▶ **WHAT THE TASK ASKS**:
Reproduce all of the data below word for word, adding nothing and leaving nothing out.

** START **

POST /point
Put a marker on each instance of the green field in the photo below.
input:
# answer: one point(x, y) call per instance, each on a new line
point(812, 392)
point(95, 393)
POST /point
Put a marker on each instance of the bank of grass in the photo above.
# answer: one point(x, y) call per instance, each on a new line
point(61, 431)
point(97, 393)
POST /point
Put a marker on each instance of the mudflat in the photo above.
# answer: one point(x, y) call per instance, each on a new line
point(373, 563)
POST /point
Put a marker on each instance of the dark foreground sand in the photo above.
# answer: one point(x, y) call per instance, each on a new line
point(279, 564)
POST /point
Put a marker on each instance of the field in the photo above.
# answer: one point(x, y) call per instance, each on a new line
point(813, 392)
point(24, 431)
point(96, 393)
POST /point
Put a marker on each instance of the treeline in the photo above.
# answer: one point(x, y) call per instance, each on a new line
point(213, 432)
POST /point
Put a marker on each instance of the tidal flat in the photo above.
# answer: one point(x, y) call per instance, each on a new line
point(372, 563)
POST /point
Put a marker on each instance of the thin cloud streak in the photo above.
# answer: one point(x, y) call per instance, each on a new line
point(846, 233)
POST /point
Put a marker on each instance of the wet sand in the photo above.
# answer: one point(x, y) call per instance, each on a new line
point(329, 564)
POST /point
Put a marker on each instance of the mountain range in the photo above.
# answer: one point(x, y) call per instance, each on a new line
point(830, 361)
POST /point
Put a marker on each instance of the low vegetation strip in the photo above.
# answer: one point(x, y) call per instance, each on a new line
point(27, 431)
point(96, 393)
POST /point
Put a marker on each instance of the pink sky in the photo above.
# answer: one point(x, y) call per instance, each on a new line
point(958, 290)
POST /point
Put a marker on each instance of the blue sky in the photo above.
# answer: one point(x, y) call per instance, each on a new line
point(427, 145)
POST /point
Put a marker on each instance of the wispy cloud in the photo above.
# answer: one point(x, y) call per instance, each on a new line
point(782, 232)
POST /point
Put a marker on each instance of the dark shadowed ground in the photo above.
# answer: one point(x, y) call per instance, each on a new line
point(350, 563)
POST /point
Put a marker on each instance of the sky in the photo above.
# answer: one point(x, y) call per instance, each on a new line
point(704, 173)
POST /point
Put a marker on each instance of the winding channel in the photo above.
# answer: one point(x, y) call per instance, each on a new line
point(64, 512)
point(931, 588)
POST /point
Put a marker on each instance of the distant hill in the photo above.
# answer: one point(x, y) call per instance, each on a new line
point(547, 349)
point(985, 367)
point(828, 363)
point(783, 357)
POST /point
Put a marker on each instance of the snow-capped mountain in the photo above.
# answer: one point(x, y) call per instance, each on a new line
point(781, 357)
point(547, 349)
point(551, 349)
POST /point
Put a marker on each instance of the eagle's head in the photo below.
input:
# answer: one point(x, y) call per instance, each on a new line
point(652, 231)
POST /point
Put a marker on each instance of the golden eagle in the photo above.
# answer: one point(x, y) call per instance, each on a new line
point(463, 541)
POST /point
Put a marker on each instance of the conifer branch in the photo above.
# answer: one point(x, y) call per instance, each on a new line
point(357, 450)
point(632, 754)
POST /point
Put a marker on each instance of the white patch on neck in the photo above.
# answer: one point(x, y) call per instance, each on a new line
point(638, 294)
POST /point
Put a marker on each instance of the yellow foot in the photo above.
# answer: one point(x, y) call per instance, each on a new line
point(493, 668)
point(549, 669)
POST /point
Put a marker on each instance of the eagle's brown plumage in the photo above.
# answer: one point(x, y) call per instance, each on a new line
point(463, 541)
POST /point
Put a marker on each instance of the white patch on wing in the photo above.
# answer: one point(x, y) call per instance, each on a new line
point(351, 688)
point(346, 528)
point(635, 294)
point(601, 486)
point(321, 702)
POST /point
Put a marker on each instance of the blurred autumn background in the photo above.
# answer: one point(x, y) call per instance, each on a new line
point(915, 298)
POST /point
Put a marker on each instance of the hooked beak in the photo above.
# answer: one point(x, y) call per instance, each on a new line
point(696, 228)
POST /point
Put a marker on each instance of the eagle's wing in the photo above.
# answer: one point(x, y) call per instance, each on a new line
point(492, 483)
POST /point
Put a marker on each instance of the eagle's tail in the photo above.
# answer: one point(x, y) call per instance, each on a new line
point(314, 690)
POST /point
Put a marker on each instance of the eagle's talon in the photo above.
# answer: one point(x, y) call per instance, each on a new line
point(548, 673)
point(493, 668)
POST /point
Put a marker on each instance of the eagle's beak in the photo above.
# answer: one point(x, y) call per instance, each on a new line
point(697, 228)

** END **

▶ **RESULT FOR THIS TASK**:
POST /point
Put a marker on each instance of the green field in the photo below.
input:
# answer: one point(x, y) call per instance, each on a new line
point(812, 392)
point(95, 393)
POST /point
Put a marker on each instance of the bank of grass in the photo above.
# answer: one point(x, y) call per instance, each on a new line
point(61, 431)
point(97, 393)
POST /point
Put a marker on each instance of the mudflat in the photo above.
# answer: one point(x, y) call per instance, each on a new line
point(373, 563)
POST /point
Put a marker on each instance of the dark foreground sand in the photo above.
# answer: one point(x, y) call per instance, each on a new line
point(279, 564)
POST /point
Put a marker on each instance of the field in the photo above.
# answer: one point(x, y) call per instance, each on a new line
point(813, 392)
point(24, 431)
point(96, 393)
POST /point
Put a marker on each instance of the treeline in the photo above.
# answer: one point(x, y) call per instance, each on a new line
point(213, 432)
POST /point
Put a marker on each instance of the tidal flat in the photo above.
# answer: one point(x, y) call per instance, each on a new line
point(372, 563)
POST /point
Put a marker on each instance of the thin cloud streak in the photo above.
# answer: one point(x, y) call per instance, each on a new line
point(846, 233)
POST /point
Put a marker on each instance of the wet sand in the photo above.
# answer: one point(x, y) call per instance, each on a new line
point(329, 564)
POST /point
Put a marker on each instance of the mountain range in the photo above.
# answer: one point(x, y) call per instance, each on a new line
point(830, 361)
POST /point
Put a marker on each instance of the low vegetation strip in the photo above.
# answer: one point(x, y) call per instance, each on a new line
point(27, 431)
point(96, 393)
POST /point
Put a marker on each instance of the pink sky in the photo above.
# answer: one point(x, y) call per instance, each on a new line
point(958, 290)
POST /point
Put a marker on each instance of the blue sky in the photo above.
# answer: one point(x, y) call per instance, each on a new line
point(427, 145)
POST /point
Put a marker on each instance of the wispy cloud in the photo above.
# answer: one point(x, y) call per instance, each on a new line
point(782, 232)
POST /point
Put a marker on each instance of the dark shadowed ground in the photo above.
# answer: one point(x, y) call per instance, each on a new line
point(350, 563)
POST /point
Put a marker on each instance of the sky in the photo above.
# answer: one point(x, y) call per instance, each on a new line
point(704, 173)
POST /point
Put a marker on each instance of the winding channel in the photo above.
# answer: one point(x, y) call per instance, each on a new line
point(64, 512)
point(931, 588)
POST /point
Put a marker on each instance of the distant hill in the photo above.
# answer: one point(x, y) call per instance, each on a new line
point(547, 349)
point(985, 367)
point(828, 363)
point(783, 357)
POST /point
Put a marker on each instance of the snow-capped mountain in the photo above.
# answer: one point(x, y) call per instance, each on a new line
point(781, 357)
point(547, 349)
point(551, 349)
POST /point
Put a marker on each instance of the eagle's head in the photo below.
input:
# answer: one point(x, y) call per instance, each on a new line
point(652, 231)
POST /point
Put a marker on each instance of the golden eagle in the photo above.
# answer: one point(x, y) call per instance, each on a new line
point(463, 541)
POST /point
Put a marker on each instance of the conifer branch in the photo above.
# answer: one point(x, y) call per instance, each on a new line
point(357, 450)
point(632, 754)
POST /point
Put a marker on each instance of the white patch on neck in the photo above.
# answer: one point(x, y) call per instance, each on a new line
point(638, 294)
POST /point
Put a marker on each instance of the yellow foot in the photo above.
# answer: one point(x, y) call per instance, each on a new line
point(493, 668)
point(549, 669)
POST /point
Put a marker on each instance of the eagle's brown plumage in the photo above.
# answer: one point(x, y) call per instance, each on a new line
point(463, 541)
POST /point
Put a marker on each instance of the white patch on wing in the photo above.
# answer: one point(x, y) call per instance, each on a new line
point(351, 688)
point(346, 528)
point(635, 294)
point(601, 486)
point(321, 702)
POST /point
Put a marker on each instance of the blurred autumn background in the photo above.
# answer: one point(x, y) call per instance, each on a new line
point(915, 298)
POST /point
Put a marker on each instance of the hooked beak in the photo above.
# answer: one point(x, y) call per instance, each on a new line
point(696, 228)
POST /point
Put a marker on each instance of the eagle's wing in the photo above.
# answer: one point(x, y) call per instance, each on a new line
point(492, 483)
POST /point
Put a marker on each instance of the eagle's tail in the photo above.
# answer: one point(x, y) call per instance, each on a new line
point(314, 690)
POST /point
Put a marker on each instance of the eagle's talon in the photo above.
# answer: one point(x, y) call per instance, each on a new line
point(548, 673)
point(493, 668)
POST /point
Put a marker on each instance of the eagle's beak in the photo above.
# answer: one point(x, y) call per instance, each on a new line
point(697, 228)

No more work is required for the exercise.